→ **WHAT YOU SHOULD DO**: Please copy the rows below verbatim, starting with the row that contains "Can you detect any bridge" and continuing through the row that contains "[650,183,820,301]", with both of those rows included.

→ **DATA**:
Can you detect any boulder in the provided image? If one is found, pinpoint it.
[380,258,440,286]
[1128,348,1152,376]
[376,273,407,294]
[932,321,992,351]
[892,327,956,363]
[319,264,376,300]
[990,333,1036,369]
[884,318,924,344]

--

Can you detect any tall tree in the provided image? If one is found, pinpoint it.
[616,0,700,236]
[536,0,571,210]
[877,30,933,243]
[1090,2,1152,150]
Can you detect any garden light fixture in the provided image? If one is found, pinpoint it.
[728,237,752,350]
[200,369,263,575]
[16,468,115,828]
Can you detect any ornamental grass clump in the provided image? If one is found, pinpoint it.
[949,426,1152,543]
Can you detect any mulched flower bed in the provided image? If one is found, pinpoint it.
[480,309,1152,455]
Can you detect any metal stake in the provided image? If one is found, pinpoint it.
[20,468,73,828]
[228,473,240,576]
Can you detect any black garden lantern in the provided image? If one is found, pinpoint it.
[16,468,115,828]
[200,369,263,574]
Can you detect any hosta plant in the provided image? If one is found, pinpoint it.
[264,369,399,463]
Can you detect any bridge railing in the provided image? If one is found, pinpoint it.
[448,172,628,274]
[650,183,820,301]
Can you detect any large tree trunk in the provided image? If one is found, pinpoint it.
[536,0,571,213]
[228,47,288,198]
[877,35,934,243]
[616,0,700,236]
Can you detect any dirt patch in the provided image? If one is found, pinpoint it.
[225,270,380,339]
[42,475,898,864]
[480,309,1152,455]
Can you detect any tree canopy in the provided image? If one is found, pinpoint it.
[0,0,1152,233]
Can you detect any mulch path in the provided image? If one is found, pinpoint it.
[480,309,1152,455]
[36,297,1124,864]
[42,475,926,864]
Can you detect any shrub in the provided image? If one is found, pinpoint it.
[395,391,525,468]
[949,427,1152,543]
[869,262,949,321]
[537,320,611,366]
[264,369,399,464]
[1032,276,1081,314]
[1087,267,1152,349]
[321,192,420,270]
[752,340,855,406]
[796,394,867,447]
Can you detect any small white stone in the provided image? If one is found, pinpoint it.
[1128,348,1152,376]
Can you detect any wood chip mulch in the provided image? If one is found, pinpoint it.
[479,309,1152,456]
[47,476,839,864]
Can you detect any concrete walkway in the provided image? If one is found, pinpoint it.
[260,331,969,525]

→ **TASK OUTPUT**:
Can you detect any bridge railing in the provided image? If one is found, pinpoint it.
[448,172,628,274]
[650,183,820,301]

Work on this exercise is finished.